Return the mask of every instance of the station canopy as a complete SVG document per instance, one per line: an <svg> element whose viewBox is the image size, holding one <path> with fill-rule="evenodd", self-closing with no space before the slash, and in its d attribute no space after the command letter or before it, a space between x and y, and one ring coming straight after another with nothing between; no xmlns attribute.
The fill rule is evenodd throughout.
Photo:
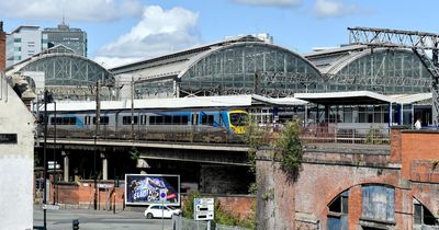
<svg viewBox="0 0 439 230"><path fill-rule="evenodd" d="M300 106L307 102L294 97L270 99L260 95L225 95L194 96L178 99L143 99L134 100L134 110L185 110L185 108L248 108L273 106ZM101 110L131 110L131 100L102 101ZM47 105L47 111L54 111L54 104ZM95 102L57 102L57 112L95 111Z"/></svg>

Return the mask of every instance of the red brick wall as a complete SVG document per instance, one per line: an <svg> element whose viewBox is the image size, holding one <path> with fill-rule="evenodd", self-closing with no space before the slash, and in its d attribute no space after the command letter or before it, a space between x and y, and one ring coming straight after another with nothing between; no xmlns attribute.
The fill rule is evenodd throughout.
<svg viewBox="0 0 439 230"><path fill-rule="evenodd" d="M7 34L3 32L3 22L0 22L0 71L4 70L7 60Z"/></svg>
<svg viewBox="0 0 439 230"><path fill-rule="evenodd" d="M112 186L112 184L109 184ZM93 208L94 186L93 183L77 183L77 184L57 184L55 191L58 195L57 203L64 205L72 205L79 208ZM105 189L99 189L98 205L99 209L105 209L105 198L111 195L111 204L115 195L116 209L121 209L124 202L124 188L117 187L115 193L112 188L109 192ZM219 200L219 204L224 210L230 211L236 217L247 218L251 214L251 206L254 205L254 196L212 196ZM182 196L182 204L184 204L185 197ZM54 200L54 193L52 191L49 202Z"/></svg>
<svg viewBox="0 0 439 230"><path fill-rule="evenodd" d="M439 182L439 170L434 169L439 160L439 133L403 131L401 152L403 179Z"/></svg>

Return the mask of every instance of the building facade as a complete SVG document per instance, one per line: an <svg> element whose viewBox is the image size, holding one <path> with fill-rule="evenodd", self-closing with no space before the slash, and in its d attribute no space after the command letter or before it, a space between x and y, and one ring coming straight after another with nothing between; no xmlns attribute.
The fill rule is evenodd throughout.
<svg viewBox="0 0 439 230"><path fill-rule="evenodd" d="M394 128L391 148L307 145L295 177L259 152L258 229L439 229L438 135Z"/></svg>
<svg viewBox="0 0 439 230"><path fill-rule="evenodd" d="M34 117L0 72L1 229L33 228ZM8 188L7 188L8 187Z"/></svg>
<svg viewBox="0 0 439 230"><path fill-rule="evenodd" d="M65 22L57 27L47 27L42 32L47 39L47 47L64 45L74 49L76 55L87 57L87 33L80 28L71 28Z"/></svg>
<svg viewBox="0 0 439 230"><path fill-rule="evenodd" d="M47 48L40 26L22 25L7 36L7 67L15 65Z"/></svg>

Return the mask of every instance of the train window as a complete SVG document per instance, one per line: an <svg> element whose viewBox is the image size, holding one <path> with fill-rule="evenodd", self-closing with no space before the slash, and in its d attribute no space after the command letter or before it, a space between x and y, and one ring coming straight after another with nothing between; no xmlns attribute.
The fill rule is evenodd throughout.
<svg viewBox="0 0 439 230"><path fill-rule="evenodd" d="M95 125L95 116L93 117L93 125ZM109 124L109 117L108 116L101 116L101 119L99 120L100 125L108 125Z"/></svg>
<svg viewBox="0 0 439 230"><path fill-rule="evenodd" d="M165 124L171 124L172 117L171 116L165 116Z"/></svg>
<svg viewBox="0 0 439 230"><path fill-rule="evenodd" d="M201 124L203 125L213 125L213 115L202 115L201 117Z"/></svg>
<svg viewBox="0 0 439 230"><path fill-rule="evenodd" d="M173 125L180 125L180 123L181 123L181 116L172 116Z"/></svg>
<svg viewBox="0 0 439 230"><path fill-rule="evenodd" d="M102 125L108 125L109 124L109 117L108 116L101 116L101 124Z"/></svg>
<svg viewBox="0 0 439 230"><path fill-rule="evenodd" d="M138 119L138 116L134 116L133 117L134 119L134 124L137 124L137 119ZM131 116L123 116L122 117L122 124L123 125L131 125Z"/></svg>
<svg viewBox="0 0 439 230"><path fill-rule="evenodd" d="M188 117L188 116L182 116L182 117L181 117L181 124L182 124L182 125L188 125L188 120L189 120L189 117Z"/></svg>
<svg viewBox="0 0 439 230"><path fill-rule="evenodd" d="M155 125L156 124L156 117L157 116L149 116L149 125Z"/></svg>

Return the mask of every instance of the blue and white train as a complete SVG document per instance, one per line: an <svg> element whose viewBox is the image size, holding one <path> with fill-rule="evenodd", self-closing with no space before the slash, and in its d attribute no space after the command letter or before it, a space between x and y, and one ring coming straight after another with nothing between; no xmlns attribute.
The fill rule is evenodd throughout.
<svg viewBox="0 0 439 230"><path fill-rule="evenodd" d="M224 142L245 133L247 112L229 108L101 110L99 138ZM95 110L50 111L48 136L93 138ZM56 127L56 128L55 128Z"/></svg>

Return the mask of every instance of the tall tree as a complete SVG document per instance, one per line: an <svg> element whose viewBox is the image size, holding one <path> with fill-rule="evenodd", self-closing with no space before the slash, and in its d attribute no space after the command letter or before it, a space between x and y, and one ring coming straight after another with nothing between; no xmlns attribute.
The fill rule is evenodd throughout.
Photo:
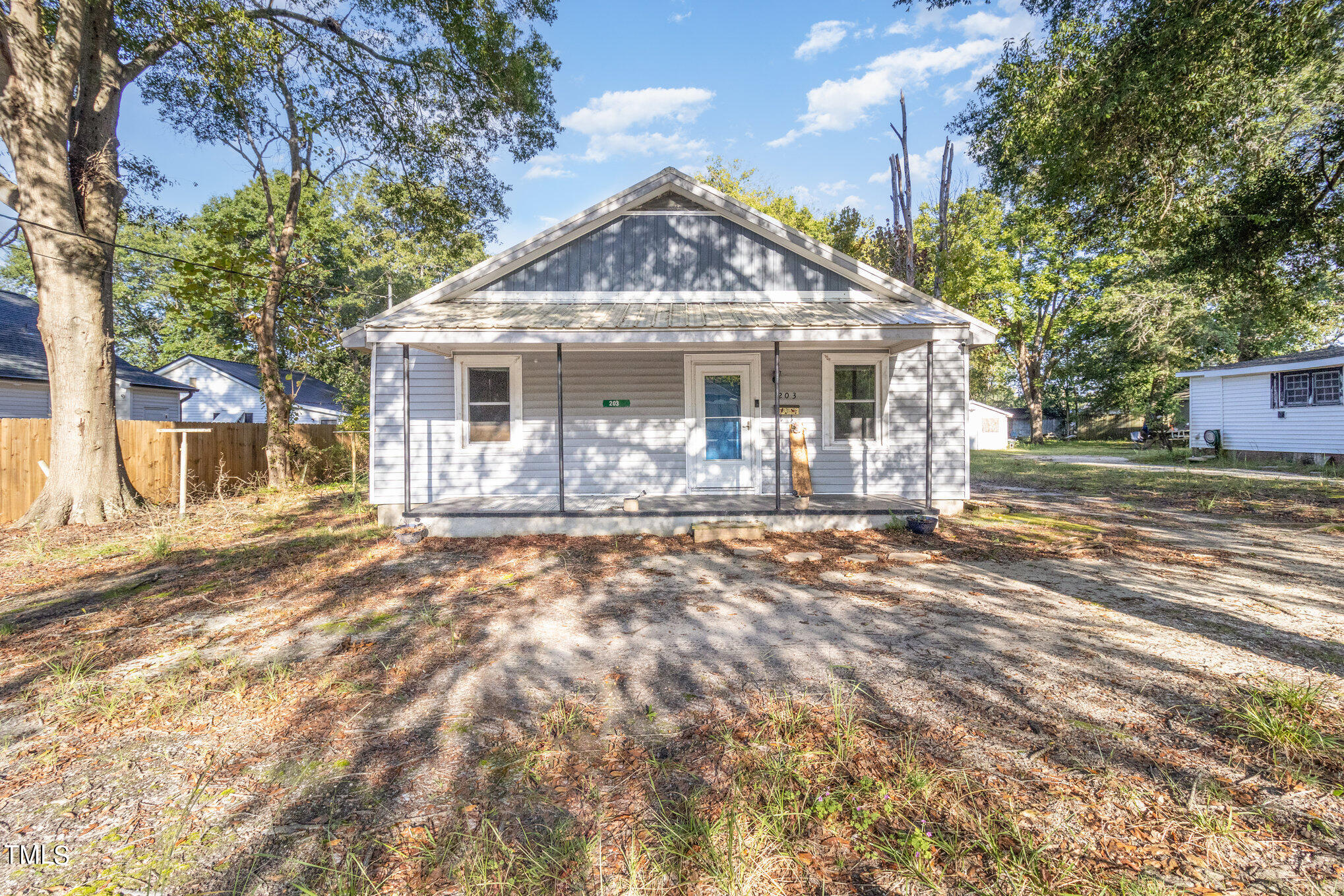
<svg viewBox="0 0 1344 896"><path fill-rule="evenodd" d="M464 149L444 163L454 180L496 183L493 146L526 157L556 126L555 60L524 31L554 17L550 0L13 0L0 16L0 140L13 165L0 201L19 214L32 255L51 384L51 476L20 524L101 523L137 501L117 442L112 283L126 196L117 122L144 73L254 59L265 51L255 26L271 23L341 73L331 86L344 86L371 133L409 146L450 132Z"/></svg>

▶ [Task goal]
Reproduce all the records above with every "throughout" replaced by "for every mask", leaving everything else unchanged and omitting the pictures.

▶ [Written solution]
Return the mask of every instance of the station canopy as a complete SVG document per instance, one per line: an <svg> element whose viewBox is the image size, holding one <path> with fill-rule="evenodd", self-closing with no space before the slash, and in its d attribute no space after the command letter or before it, a space between x and y, and one ring coming straight after another with nothing between; no xmlns attribute.
The fill rule is evenodd for every mask.
Photo:
<svg viewBox="0 0 439 230"><path fill-rule="evenodd" d="M300 106L307 102L294 97L270 99L260 95L225 95L194 96L178 99L143 99L134 100L134 110L185 110L185 108L248 108L273 106ZM101 110L131 110L131 100L102 101ZM47 105L47 111L54 111L54 104ZM95 102L57 102L57 112L95 111Z"/></svg>

Return the mask of every instance of the red brick wall as a complete SVG document per instance, one per line: an <svg> element whose viewBox is the image size, holding one <path> with fill-rule="evenodd", self-closing with no space before the slash, and in its d attribute no space after the command letter or before it, a space between x and y, and one ring coming straight after another with nothing between; no xmlns attribute.
The fill rule is evenodd for every mask.
<svg viewBox="0 0 439 230"><path fill-rule="evenodd" d="M7 34L3 32L3 22L0 22L0 71L4 70L7 60Z"/></svg>
<svg viewBox="0 0 439 230"><path fill-rule="evenodd" d="M112 186L112 184L109 184ZM93 208L94 186L93 183L77 183L77 184L57 184L55 191L58 195L57 203L64 205L72 205L79 208ZM105 189L99 189L98 205L99 209L105 209L105 198L111 195L111 204L115 195L116 209L121 209L124 202L124 188L117 187L115 193L112 188L109 192ZM219 200L219 204L224 210L230 211L236 217L247 218L251 214L251 206L254 205L254 196L212 196ZM182 196L182 204L184 204L185 197ZM54 200L54 193L52 191L49 202Z"/></svg>
<svg viewBox="0 0 439 230"><path fill-rule="evenodd" d="M439 182L439 170L434 169L439 160L439 133L403 131L401 152L403 179Z"/></svg>

Return the mask of every instance of the building facade as a complete SVG document per instance, one per line: an <svg> element whose viewBox is the image size, holding one <path> with fill-rule="evenodd", self-closing with no space before the slash, and in its d attribute no space after the command letter or before it, a space between x and y, and one ring coming straight after another with nothing between; no xmlns attribute.
The fill rule is evenodd for every mask.
<svg viewBox="0 0 439 230"><path fill-rule="evenodd" d="M394 128L391 148L307 145L295 177L259 152L258 229L439 229L438 135Z"/></svg>
<svg viewBox="0 0 439 230"><path fill-rule="evenodd" d="M34 117L0 72L1 229L33 228ZM8 188L7 188L8 187Z"/></svg>
<svg viewBox="0 0 439 230"><path fill-rule="evenodd" d="M65 22L57 27L47 27L42 32L47 39L47 47L64 45L74 49L76 55L87 57L87 33L80 28L71 28Z"/></svg>
<svg viewBox="0 0 439 230"><path fill-rule="evenodd" d="M47 48L40 26L22 25L7 36L7 67L15 65Z"/></svg>

Return the mask of every instance of the train window as a complete SVG document per instance, one per line: an <svg> element whose viewBox is the image size, holding one <path> with fill-rule="evenodd", self-closing with no space before the slash, and in its d attribute no space after the command letter or before it, a space between x and y, and one ring coming straight after another with nothing between; no xmlns attribute.
The fill rule is evenodd for every mask.
<svg viewBox="0 0 439 230"><path fill-rule="evenodd" d="M95 125L95 116L93 117L93 125ZM109 124L109 117L108 116L101 116L101 119L99 120L100 125L108 125Z"/></svg>
<svg viewBox="0 0 439 230"><path fill-rule="evenodd" d="M165 124L171 124L172 117L171 116L165 116Z"/></svg>
<svg viewBox="0 0 439 230"><path fill-rule="evenodd" d="M201 124L203 125L213 125L213 115L202 115L201 117Z"/></svg>
<svg viewBox="0 0 439 230"><path fill-rule="evenodd" d="M173 125L180 125L180 123L181 123L181 116L172 116Z"/></svg>
<svg viewBox="0 0 439 230"><path fill-rule="evenodd" d="M102 125L108 125L109 124L109 117L108 116L101 116L101 124Z"/></svg>
<svg viewBox="0 0 439 230"><path fill-rule="evenodd" d="M138 119L138 116L134 116L133 117L134 119L134 124L137 124L137 119ZM131 116L123 116L122 117L122 124L123 125L131 125Z"/></svg>
<svg viewBox="0 0 439 230"><path fill-rule="evenodd" d="M188 117L188 116L182 116L182 117L181 117L181 124L182 124L182 125L188 125L188 120L189 120L189 117Z"/></svg>
<svg viewBox="0 0 439 230"><path fill-rule="evenodd" d="M155 125L156 124L156 117L157 116L149 116L149 125Z"/></svg>

Return the mask of every instance of the blue and white train as a complete SVG document per instance, one per line: an <svg> element whose viewBox is the image size, holding one <path> with fill-rule="evenodd", self-closing with no space before the slash, and in its d attribute no space after the command letter or before it, a space between x and y, and one ring coming straight after another with nothing between; no xmlns attribute.
The fill rule is evenodd for every mask.
<svg viewBox="0 0 439 230"><path fill-rule="evenodd" d="M224 142L245 133L247 112L229 108L101 110L99 138ZM95 110L50 111L48 136L93 138ZM56 127L56 128L55 128Z"/></svg>

Return the mask of every instance of the tall tree as a complete SVG document per instance, one per line: an <svg> element whose viewBox is the image size, holding one <path> with fill-rule="evenodd", self-closing with no space before the slash, and in its d attribute no space after the command letter or before it, a space between x and y, and one ring coming straight after another with nothing between; no xmlns attribute.
The fill rule is evenodd for every mask.
Photo:
<svg viewBox="0 0 1344 896"><path fill-rule="evenodd" d="M464 149L444 163L454 180L496 183L493 146L526 157L556 126L555 60L524 31L554 17L550 0L13 0L0 16L0 140L13 165L0 201L19 214L32 255L51 384L51 476L20 524L101 523L137 501L117 442L112 283L126 196L117 122L144 73L254 59L265 51L255 26L271 23L341 73L331 86L344 86L371 133L409 146L450 132Z"/></svg>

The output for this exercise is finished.